» **Instructions for the task**
Extract every line of the records below that contains the string "spray", and reproduce each such line in full.

» **Data for this task**
* * *

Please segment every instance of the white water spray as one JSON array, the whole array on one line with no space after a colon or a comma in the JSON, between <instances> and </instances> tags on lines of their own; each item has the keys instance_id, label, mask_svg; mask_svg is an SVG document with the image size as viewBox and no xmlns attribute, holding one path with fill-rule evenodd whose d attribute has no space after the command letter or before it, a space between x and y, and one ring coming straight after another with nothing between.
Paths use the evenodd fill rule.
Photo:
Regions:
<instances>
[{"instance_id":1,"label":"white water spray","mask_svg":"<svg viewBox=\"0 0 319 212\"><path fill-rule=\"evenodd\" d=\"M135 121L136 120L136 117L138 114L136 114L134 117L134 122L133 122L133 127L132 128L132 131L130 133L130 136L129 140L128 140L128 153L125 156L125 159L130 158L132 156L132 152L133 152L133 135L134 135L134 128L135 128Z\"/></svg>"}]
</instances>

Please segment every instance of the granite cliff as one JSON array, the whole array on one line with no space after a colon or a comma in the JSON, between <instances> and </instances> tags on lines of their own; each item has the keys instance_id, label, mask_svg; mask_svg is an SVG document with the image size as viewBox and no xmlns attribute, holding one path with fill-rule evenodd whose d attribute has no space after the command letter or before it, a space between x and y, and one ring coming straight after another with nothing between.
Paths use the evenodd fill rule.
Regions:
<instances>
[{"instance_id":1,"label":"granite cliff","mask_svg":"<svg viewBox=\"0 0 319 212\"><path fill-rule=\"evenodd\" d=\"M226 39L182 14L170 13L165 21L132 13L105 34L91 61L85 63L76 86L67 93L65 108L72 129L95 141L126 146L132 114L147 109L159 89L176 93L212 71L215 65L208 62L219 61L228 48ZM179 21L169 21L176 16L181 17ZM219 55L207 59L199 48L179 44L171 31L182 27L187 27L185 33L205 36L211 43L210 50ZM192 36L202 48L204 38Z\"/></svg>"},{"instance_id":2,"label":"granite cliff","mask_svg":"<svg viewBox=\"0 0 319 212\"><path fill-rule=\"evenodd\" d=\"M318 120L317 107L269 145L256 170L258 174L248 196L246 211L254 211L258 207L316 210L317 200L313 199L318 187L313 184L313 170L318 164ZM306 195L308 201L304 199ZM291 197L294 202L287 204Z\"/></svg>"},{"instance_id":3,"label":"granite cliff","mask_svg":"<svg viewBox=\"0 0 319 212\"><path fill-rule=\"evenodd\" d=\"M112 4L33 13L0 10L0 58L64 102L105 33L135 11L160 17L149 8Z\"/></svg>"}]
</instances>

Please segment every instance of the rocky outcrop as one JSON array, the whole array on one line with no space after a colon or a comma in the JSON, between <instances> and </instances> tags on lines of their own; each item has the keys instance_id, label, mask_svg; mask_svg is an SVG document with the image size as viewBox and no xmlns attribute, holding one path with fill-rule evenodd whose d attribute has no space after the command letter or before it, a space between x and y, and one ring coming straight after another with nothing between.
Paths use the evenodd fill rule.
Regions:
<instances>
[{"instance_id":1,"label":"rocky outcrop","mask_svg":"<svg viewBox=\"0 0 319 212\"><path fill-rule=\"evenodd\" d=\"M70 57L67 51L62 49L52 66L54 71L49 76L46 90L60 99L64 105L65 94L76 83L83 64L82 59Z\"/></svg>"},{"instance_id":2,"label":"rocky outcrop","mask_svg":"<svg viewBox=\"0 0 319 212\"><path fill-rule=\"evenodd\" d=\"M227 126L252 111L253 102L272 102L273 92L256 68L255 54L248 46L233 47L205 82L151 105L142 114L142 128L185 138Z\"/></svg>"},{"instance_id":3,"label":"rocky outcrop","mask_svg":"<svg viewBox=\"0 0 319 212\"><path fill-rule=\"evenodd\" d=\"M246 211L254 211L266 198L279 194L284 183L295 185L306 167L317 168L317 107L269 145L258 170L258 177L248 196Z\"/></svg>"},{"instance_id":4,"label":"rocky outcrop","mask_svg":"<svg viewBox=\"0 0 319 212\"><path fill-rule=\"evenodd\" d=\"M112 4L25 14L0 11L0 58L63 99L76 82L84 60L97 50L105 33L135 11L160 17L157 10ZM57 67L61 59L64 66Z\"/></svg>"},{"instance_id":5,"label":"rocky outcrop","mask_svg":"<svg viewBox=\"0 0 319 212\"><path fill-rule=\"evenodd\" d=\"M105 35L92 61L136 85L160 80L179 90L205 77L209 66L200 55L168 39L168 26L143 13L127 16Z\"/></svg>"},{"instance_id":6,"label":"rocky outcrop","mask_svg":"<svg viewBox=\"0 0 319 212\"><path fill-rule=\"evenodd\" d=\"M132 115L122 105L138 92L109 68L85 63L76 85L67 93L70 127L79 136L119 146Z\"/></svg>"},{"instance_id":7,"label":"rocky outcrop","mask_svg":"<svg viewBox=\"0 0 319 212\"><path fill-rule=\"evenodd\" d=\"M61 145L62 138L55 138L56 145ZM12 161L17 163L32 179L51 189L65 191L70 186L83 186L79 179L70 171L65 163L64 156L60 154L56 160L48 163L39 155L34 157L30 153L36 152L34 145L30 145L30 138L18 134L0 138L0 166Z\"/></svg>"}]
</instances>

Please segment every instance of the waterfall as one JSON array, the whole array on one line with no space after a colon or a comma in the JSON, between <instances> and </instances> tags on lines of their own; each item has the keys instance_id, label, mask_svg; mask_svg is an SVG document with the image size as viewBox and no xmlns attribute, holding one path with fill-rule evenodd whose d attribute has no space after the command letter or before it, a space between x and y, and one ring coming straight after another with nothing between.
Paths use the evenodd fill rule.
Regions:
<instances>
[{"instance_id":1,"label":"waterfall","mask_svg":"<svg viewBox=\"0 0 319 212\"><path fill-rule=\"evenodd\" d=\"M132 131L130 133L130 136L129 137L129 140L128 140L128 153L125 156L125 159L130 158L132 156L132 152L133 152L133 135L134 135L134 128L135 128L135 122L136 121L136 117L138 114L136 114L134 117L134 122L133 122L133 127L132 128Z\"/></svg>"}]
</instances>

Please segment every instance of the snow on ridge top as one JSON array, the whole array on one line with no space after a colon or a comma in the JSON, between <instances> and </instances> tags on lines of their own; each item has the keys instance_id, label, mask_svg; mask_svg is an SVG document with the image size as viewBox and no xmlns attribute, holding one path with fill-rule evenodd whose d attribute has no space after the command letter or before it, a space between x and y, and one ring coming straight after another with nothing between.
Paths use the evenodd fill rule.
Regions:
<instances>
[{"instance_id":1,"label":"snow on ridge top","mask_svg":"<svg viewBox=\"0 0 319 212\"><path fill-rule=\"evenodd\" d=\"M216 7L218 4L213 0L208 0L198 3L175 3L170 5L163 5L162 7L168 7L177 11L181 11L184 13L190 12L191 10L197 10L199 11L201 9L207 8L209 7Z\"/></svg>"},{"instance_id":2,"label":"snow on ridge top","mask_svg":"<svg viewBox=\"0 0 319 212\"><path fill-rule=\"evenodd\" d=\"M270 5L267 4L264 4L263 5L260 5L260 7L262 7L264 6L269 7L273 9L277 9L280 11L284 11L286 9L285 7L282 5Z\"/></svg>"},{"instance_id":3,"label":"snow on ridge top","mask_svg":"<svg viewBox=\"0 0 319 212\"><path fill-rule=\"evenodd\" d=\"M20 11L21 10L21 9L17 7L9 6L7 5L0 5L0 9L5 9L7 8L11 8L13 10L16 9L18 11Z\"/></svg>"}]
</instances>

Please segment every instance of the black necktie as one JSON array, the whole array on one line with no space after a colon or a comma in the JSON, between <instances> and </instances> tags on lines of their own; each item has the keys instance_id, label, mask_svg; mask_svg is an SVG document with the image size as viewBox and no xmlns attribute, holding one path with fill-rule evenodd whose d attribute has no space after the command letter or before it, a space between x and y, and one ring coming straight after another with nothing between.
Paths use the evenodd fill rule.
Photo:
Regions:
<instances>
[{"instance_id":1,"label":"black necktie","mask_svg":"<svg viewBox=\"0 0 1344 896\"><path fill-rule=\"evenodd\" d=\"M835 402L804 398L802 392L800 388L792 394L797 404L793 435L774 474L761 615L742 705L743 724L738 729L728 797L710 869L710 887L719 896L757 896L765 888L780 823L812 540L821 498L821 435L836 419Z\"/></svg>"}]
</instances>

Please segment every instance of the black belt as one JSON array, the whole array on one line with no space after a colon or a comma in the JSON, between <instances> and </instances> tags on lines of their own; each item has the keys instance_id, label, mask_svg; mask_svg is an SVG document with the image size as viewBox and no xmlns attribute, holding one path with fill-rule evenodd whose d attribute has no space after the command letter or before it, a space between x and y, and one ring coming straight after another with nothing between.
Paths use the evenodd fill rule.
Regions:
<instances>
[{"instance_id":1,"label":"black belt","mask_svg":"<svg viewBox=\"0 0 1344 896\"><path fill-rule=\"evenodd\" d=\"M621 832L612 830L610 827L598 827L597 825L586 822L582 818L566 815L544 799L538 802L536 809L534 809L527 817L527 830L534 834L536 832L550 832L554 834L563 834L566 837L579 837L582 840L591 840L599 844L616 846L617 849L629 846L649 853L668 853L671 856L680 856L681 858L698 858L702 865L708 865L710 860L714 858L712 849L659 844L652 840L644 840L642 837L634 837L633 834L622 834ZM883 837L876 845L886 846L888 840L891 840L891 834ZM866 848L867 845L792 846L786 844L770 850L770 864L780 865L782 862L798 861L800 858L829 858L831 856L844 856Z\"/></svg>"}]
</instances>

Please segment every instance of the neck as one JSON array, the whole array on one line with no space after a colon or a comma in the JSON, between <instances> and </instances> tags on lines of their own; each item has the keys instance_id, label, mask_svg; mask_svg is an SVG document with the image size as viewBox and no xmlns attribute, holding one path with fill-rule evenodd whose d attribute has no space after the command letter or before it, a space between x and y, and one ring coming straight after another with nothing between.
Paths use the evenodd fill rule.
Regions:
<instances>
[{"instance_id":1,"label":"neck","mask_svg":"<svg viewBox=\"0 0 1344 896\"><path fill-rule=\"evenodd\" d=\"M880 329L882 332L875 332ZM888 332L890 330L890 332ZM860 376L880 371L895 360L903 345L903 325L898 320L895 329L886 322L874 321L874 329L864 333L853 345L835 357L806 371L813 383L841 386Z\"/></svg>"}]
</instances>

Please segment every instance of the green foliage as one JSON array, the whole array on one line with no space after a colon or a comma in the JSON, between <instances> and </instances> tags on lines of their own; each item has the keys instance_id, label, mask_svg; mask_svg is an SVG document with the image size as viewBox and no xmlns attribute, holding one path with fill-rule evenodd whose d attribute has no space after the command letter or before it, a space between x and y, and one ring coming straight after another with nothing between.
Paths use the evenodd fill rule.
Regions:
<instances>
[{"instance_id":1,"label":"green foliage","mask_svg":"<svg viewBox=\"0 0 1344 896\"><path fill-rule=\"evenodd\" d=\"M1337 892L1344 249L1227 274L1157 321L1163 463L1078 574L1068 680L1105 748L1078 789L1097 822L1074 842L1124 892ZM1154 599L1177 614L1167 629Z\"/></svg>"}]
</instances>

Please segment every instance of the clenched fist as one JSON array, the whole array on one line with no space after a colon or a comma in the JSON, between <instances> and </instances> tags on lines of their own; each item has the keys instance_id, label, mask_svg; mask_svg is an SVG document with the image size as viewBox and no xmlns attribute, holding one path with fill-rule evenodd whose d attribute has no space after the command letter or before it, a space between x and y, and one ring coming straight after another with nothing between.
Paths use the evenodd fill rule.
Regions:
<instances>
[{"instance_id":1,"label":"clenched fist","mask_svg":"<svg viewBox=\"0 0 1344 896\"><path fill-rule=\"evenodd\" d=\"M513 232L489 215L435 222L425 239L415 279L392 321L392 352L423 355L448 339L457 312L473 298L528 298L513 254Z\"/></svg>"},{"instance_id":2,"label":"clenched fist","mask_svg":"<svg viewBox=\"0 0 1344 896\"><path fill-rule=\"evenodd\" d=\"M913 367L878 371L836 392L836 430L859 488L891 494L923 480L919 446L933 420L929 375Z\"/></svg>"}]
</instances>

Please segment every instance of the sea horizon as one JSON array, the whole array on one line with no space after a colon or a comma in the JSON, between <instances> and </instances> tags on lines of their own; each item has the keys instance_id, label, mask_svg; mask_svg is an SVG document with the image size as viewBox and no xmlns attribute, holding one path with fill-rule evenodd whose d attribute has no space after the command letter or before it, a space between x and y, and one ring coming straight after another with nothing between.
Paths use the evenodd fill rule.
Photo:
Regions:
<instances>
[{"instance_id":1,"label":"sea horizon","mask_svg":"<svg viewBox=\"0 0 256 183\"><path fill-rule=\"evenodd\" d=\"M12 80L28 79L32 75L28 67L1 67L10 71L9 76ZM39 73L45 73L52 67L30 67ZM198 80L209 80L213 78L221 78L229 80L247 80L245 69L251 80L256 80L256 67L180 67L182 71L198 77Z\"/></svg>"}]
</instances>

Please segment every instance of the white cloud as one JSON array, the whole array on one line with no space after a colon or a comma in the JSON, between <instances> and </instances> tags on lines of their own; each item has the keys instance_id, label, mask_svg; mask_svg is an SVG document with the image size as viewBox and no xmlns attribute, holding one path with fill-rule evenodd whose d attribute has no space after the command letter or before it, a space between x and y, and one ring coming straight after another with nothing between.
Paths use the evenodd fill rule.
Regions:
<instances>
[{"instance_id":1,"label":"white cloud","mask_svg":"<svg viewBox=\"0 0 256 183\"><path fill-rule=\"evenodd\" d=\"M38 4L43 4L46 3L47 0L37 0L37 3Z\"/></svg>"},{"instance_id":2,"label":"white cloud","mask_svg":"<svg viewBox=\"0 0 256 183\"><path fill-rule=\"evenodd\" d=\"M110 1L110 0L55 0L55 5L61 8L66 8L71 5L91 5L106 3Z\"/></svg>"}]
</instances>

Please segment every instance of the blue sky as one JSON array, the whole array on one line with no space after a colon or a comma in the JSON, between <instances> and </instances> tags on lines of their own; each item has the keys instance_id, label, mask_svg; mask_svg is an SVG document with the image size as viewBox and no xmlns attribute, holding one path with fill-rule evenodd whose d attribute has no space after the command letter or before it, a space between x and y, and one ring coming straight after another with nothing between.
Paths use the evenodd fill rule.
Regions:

* * *

» **Task response**
Please segment every instance of the white water spray as one JSON array, the whole array on one line with no space after a colon or a comma in the JSON, between <instances> and </instances> tags on lines of their own; each item has the keys instance_id, label, mask_svg; mask_svg is an SVG document with the image size as viewBox and no xmlns attribute, holding one path with fill-rule evenodd whose d attribute has no space after the command letter or before it, a space between x and y, and one ring coming straight after another with nothing between.
[{"instance_id":1,"label":"white water spray","mask_svg":"<svg viewBox=\"0 0 319 212\"><path fill-rule=\"evenodd\" d=\"M135 121L136 120L136 117L138 114L136 114L134 117L134 122L133 122L133 127L132 128L132 131L130 133L130 136L129 140L128 140L128 153L125 156L125 159L130 158L132 156L132 152L133 152L133 135L134 135L134 128L135 128Z\"/></svg>"}]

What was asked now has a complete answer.